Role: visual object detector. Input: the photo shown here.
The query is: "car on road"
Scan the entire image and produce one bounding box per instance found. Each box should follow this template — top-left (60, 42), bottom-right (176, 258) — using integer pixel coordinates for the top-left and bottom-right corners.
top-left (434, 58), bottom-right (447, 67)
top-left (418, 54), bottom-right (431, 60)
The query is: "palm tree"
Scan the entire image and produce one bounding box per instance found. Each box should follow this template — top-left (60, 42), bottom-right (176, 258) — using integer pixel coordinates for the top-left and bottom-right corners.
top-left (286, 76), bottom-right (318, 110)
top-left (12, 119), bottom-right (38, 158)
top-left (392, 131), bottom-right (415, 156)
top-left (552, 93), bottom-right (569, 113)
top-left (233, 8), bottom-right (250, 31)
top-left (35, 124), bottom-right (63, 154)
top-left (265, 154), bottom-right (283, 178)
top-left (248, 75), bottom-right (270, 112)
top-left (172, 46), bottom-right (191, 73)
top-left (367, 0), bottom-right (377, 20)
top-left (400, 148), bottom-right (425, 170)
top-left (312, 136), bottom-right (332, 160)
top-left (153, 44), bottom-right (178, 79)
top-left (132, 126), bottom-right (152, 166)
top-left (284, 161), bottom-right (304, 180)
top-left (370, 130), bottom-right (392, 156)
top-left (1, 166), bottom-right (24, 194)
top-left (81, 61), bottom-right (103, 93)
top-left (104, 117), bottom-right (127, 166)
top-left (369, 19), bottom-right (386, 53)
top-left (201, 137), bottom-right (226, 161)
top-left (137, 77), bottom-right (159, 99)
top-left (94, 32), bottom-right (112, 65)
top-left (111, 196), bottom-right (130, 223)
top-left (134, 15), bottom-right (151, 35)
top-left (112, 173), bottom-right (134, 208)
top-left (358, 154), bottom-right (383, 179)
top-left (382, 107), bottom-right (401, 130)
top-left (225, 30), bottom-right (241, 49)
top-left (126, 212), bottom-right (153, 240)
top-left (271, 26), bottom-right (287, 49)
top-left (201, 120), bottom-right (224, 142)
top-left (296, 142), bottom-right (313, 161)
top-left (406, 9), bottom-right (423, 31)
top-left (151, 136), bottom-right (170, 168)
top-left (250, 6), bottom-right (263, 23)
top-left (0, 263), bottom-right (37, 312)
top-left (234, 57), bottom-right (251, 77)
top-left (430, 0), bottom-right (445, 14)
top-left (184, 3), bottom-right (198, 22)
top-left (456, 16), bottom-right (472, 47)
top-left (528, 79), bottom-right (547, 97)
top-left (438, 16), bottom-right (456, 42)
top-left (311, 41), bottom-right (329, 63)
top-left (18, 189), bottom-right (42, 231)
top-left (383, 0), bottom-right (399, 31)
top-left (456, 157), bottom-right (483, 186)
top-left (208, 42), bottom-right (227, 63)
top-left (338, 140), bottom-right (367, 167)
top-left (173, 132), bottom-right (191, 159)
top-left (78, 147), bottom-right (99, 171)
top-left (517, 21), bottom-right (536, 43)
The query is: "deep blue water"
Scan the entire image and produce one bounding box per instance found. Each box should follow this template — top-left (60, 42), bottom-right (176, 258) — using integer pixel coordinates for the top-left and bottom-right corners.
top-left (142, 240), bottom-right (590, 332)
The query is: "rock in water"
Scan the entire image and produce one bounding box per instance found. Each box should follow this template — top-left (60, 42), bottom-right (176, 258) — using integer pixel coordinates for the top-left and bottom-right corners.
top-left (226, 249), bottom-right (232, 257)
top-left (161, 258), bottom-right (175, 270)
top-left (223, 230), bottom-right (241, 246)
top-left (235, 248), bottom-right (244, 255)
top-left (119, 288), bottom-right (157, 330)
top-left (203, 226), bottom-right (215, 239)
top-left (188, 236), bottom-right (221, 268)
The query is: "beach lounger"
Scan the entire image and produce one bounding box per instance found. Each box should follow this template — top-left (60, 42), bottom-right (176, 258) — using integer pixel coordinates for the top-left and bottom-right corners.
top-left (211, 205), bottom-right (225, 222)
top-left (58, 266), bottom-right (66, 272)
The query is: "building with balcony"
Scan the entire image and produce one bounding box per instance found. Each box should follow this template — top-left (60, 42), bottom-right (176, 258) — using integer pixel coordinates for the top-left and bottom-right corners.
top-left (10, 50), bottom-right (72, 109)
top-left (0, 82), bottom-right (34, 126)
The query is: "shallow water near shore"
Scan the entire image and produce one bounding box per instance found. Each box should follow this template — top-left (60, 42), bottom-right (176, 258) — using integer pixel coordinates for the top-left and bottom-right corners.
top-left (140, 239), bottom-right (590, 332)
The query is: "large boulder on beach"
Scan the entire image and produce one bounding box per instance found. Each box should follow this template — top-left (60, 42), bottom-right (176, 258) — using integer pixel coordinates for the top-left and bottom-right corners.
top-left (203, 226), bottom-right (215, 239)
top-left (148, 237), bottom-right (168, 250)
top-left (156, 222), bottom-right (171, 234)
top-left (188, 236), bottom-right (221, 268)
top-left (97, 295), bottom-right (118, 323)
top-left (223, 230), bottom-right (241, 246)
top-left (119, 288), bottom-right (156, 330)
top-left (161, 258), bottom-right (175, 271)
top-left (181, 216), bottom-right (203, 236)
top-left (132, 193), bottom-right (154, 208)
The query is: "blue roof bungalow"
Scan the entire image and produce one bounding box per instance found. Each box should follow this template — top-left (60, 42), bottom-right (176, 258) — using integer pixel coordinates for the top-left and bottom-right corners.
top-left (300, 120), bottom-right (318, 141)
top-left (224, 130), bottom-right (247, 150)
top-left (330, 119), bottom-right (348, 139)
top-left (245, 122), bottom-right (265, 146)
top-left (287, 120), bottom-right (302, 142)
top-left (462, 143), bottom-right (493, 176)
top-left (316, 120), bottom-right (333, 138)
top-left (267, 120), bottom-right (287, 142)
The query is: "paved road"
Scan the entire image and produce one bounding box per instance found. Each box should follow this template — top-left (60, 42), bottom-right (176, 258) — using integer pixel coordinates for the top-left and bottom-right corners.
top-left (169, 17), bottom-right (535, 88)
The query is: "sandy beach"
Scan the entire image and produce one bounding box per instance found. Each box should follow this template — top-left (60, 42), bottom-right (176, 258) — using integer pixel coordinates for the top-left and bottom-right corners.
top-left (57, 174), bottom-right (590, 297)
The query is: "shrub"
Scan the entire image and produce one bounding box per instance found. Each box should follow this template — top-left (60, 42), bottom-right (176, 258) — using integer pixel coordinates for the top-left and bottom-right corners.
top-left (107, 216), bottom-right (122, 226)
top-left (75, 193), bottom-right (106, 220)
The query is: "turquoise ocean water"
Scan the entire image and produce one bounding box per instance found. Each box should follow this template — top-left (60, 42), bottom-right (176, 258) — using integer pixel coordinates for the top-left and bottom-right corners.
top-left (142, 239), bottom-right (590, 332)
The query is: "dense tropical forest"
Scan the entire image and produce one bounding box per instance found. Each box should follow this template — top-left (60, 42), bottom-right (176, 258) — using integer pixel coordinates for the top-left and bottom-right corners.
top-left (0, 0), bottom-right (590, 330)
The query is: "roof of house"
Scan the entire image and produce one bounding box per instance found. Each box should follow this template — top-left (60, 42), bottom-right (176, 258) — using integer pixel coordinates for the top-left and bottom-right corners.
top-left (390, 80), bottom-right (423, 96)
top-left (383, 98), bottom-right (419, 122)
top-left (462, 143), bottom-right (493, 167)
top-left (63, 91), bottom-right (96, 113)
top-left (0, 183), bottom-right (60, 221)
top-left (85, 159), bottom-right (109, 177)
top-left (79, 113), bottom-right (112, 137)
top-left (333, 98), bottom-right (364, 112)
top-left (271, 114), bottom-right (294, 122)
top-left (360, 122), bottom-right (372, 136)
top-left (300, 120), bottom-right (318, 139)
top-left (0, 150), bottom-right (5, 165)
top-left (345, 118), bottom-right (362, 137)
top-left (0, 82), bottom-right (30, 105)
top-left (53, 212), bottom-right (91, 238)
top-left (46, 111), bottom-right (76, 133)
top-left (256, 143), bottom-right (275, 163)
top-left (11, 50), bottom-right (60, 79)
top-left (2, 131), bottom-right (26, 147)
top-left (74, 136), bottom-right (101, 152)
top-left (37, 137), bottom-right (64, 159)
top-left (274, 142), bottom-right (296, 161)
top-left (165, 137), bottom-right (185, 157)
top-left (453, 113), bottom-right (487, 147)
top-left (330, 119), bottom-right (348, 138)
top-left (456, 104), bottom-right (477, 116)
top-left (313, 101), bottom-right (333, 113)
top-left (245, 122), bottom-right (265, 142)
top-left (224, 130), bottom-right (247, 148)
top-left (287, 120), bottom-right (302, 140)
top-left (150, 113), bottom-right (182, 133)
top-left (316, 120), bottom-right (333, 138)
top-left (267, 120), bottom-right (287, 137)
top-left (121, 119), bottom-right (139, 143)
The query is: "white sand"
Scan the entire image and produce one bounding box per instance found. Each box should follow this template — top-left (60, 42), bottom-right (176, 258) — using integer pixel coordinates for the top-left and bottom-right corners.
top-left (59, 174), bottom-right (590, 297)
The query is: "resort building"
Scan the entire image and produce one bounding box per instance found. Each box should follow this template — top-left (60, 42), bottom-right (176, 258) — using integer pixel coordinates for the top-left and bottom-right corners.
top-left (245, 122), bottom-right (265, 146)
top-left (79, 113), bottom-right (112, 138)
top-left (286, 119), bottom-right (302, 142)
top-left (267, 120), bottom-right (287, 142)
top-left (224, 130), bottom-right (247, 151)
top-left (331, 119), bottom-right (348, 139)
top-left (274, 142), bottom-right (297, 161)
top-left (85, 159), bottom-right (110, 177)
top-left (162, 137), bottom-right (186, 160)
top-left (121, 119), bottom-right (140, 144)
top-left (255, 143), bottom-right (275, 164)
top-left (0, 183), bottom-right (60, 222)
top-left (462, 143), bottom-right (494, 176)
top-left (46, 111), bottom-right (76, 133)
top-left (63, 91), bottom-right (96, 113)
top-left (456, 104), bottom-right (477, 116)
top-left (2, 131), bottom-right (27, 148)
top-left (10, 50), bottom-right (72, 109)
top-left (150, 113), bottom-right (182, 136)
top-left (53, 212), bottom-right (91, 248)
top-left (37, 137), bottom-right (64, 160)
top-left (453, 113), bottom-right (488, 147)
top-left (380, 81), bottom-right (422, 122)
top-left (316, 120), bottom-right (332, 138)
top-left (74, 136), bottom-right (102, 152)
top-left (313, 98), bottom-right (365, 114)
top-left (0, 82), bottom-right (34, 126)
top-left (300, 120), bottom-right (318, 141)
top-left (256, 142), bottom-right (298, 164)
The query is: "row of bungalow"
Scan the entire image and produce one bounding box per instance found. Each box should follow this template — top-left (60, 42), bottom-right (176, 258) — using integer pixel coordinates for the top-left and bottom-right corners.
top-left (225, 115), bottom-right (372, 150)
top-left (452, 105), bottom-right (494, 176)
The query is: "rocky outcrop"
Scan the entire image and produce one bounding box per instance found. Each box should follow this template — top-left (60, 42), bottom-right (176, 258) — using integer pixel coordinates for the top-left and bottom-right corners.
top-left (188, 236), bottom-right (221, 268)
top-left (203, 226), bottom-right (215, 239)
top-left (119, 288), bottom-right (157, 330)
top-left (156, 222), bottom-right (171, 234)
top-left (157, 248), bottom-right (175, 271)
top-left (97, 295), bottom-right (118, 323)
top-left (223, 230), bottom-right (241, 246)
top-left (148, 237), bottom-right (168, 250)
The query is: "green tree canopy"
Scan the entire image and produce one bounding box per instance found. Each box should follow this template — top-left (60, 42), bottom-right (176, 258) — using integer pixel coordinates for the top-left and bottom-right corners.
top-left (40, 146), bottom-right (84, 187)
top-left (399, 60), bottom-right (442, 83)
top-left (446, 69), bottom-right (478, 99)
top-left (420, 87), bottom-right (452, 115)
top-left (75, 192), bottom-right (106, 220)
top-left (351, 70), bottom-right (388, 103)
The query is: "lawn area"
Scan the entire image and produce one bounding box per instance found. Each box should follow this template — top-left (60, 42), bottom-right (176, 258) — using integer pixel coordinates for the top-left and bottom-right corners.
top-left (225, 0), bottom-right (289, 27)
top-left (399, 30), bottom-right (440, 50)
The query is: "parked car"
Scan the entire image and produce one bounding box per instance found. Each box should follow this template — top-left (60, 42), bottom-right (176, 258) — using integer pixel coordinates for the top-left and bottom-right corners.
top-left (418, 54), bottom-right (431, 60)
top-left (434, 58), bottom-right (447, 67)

* **What the task asks**
Answer with one number only: how many lines in the data contain the word "roof"?

* **Exercise response**
2